== What you are asked to do ==
Below are entries; copy exactly, and only, the lines from the one containing "of the cave" through their final line, leaving out pictures.
# Records shown start
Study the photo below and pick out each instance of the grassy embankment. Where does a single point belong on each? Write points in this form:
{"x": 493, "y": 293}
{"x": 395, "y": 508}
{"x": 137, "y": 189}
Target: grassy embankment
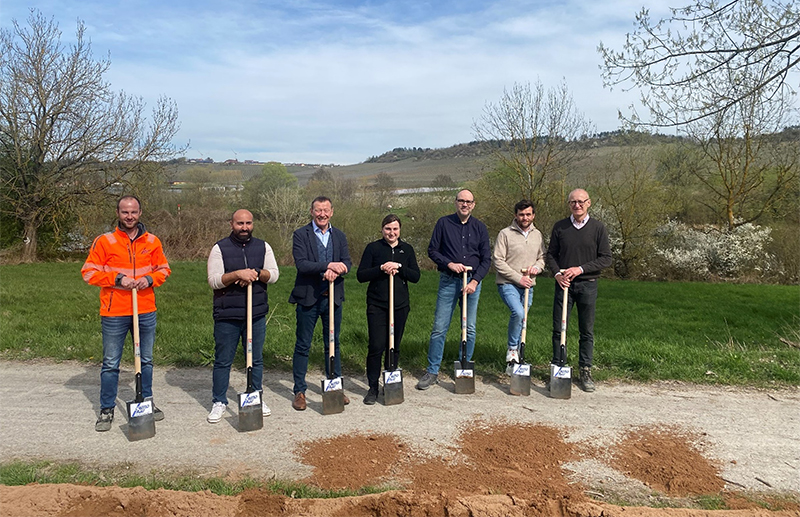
{"x": 704, "y": 333}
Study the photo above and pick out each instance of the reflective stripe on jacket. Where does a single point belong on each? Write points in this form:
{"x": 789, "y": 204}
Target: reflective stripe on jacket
{"x": 114, "y": 253}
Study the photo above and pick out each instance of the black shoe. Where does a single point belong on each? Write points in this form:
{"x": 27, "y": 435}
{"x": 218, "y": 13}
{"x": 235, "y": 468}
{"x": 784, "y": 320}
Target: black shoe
{"x": 104, "y": 422}
{"x": 587, "y": 384}
{"x": 371, "y": 397}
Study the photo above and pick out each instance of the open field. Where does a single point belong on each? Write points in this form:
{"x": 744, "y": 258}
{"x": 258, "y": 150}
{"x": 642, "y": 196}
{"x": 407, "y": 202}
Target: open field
{"x": 645, "y": 331}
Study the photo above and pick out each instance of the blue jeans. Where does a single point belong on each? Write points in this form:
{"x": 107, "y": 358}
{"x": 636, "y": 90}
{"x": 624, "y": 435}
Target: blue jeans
{"x": 514, "y": 296}
{"x": 448, "y": 296}
{"x": 115, "y": 329}
{"x": 227, "y": 334}
{"x": 306, "y": 321}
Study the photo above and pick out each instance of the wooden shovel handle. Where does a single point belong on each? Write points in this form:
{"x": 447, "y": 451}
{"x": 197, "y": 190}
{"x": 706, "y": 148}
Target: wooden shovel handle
{"x": 249, "y": 325}
{"x": 391, "y": 312}
{"x": 137, "y": 352}
{"x": 331, "y": 330}
{"x": 525, "y": 312}
{"x": 464, "y": 304}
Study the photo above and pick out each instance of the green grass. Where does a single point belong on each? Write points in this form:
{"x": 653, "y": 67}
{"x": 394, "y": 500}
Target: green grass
{"x": 22, "y": 473}
{"x": 644, "y": 331}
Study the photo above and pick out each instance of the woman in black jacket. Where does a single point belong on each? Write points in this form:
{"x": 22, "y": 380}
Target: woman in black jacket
{"x": 381, "y": 258}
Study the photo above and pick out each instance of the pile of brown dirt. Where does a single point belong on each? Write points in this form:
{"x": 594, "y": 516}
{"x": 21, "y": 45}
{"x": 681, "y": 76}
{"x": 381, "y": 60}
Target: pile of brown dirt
{"x": 506, "y": 458}
{"x": 664, "y": 459}
{"x": 352, "y": 461}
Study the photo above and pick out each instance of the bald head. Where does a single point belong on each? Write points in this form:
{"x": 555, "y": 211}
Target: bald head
{"x": 579, "y": 203}
{"x": 242, "y": 225}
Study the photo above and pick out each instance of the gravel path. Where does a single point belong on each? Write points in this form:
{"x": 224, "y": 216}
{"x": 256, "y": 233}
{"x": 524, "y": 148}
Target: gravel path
{"x": 48, "y": 412}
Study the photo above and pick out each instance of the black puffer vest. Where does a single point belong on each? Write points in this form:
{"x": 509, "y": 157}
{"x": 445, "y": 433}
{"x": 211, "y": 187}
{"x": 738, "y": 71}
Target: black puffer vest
{"x": 230, "y": 303}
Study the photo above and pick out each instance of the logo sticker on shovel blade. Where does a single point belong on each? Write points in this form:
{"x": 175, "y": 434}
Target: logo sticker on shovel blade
{"x": 248, "y": 399}
{"x": 333, "y": 384}
{"x": 141, "y": 408}
{"x": 392, "y": 377}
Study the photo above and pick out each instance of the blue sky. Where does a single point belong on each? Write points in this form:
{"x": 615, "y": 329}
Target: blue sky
{"x": 340, "y": 81}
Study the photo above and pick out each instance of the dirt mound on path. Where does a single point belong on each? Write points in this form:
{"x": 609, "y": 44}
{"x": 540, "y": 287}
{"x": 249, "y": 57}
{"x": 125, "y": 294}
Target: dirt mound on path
{"x": 664, "y": 459}
{"x": 493, "y": 469}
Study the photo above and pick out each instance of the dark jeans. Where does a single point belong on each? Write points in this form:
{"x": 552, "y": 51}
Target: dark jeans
{"x": 306, "y": 321}
{"x": 227, "y": 334}
{"x": 582, "y": 294}
{"x": 378, "y": 323}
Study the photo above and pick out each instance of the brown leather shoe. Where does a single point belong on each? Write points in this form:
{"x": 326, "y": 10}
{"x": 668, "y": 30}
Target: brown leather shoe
{"x": 299, "y": 403}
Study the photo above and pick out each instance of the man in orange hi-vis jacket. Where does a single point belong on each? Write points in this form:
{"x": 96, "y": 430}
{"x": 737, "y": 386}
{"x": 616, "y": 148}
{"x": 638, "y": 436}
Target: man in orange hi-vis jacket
{"x": 118, "y": 262}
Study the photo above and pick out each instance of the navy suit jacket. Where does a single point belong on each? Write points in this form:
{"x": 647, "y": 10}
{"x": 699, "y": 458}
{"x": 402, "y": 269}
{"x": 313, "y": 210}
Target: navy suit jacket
{"x": 309, "y": 284}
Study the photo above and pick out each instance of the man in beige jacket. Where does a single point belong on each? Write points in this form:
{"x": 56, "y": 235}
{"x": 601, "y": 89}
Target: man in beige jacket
{"x": 518, "y": 247}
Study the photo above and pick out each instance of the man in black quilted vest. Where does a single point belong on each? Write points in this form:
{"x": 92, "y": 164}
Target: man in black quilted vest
{"x": 235, "y": 262}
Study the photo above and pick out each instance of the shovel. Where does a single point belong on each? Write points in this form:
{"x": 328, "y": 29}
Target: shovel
{"x": 464, "y": 370}
{"x": 560, "y": 373}
{"x": 250, "y": 415}
{"x": 393, "y": 376}
{"x": 141, "y": 424}
{"x": 332, "y": 389}
{"x": 521, "y": 372}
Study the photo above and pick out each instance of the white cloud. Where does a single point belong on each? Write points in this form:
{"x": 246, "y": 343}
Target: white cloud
{"x": 306, "y": 80}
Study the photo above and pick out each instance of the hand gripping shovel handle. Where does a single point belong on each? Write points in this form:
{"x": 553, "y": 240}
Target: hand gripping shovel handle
{"x": 464, "y": 317}
{"x": 137, "y": 350}
{"x": 249, "y": 347}
{"x": 331, "y": 332}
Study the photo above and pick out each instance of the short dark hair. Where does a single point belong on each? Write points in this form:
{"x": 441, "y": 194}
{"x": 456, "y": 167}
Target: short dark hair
{"x": 523, "y": 204}
{"x": 321, "y": 199}
{"x": 129, "y": 196}
{"x": 390, "y": 219}
{"x": 468, "y": 190}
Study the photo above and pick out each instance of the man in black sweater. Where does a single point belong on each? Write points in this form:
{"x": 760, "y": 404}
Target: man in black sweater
{"x": 578, "y": 250}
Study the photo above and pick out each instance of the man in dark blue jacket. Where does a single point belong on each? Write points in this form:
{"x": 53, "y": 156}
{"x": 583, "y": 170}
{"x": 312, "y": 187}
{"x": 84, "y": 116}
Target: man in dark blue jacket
{"x": 235, "y": 262}
{"x": 458, "y": 241}
{"x": 320, "y": 255}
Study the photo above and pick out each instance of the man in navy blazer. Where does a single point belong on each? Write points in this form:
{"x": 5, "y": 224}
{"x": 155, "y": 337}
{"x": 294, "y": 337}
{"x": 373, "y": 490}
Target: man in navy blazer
{"x": 320, "y": 255}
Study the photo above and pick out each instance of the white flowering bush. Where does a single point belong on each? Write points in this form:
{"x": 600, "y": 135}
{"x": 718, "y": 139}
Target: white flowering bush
{"x": 690, "y": 252}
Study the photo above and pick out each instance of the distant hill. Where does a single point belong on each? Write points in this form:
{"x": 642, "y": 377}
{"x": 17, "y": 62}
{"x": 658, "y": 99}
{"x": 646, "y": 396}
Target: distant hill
{"x": 417, "y": 166}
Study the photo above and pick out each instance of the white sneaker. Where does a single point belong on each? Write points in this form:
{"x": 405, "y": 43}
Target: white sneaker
{"x": 512, "y": 356}
{"x": 216, "y": 412}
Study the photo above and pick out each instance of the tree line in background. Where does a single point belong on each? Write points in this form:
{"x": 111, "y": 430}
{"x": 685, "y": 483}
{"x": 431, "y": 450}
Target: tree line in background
{"x": 721, "y": 201}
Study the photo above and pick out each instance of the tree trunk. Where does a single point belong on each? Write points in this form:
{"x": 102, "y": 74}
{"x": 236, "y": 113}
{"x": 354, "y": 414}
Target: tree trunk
{"x": 30, "y": 241}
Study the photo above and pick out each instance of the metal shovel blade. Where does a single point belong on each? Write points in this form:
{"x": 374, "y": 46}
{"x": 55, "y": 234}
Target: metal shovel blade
{"x": 465, "y": 377}
{"x": 141, "y": 424}
{"x": 251, "y": 417}
{"x": 332, "y": 396}
{"x": 560, "y": 381}
{"x": 393, "y": 387}
{"x": 521, "y": 379}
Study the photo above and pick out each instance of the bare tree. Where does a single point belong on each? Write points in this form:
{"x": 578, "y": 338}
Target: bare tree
{"x": 284, "y": 208}
{"x": 533, "y": 135}
{"x": 632, "y": 203}
{"x": 66, "y": 138}
{"x": 688, "y": 66}
{"x": 748, "y": 170}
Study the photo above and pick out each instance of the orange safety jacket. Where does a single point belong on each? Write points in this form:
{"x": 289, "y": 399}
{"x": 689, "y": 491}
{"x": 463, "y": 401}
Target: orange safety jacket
{"x": 115, "y": 253}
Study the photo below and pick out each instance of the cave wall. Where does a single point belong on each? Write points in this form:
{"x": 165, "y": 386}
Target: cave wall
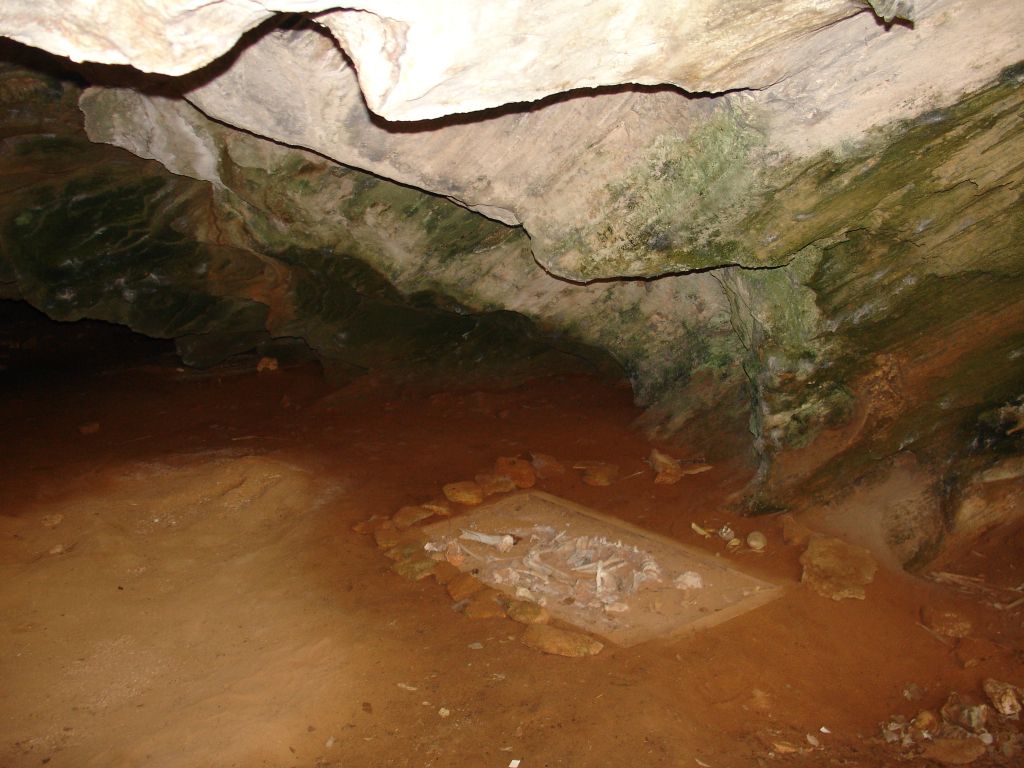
{"x": 821, "y": 265}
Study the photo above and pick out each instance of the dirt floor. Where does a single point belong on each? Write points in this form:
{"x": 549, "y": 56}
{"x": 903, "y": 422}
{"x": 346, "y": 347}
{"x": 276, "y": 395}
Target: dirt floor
# Records shown end
== Solution to the problem ==
Study the photo below and pick out each instance of the cave wall. Where does a single point belong on each? Write points in this form:
{"x": 165, "y": 386}
Target: cave wall
{"x": 821, "y": 265}
Study the photo above and pick out each instance of the dirt floor. Where does a single point belong on each? Write points in this form:
{"x": 549, "y": 56}
{"x": 903, "y": 422}
{"x": 346, "y": 347}
{"x": 276, "y": 395}
Target: dirt floor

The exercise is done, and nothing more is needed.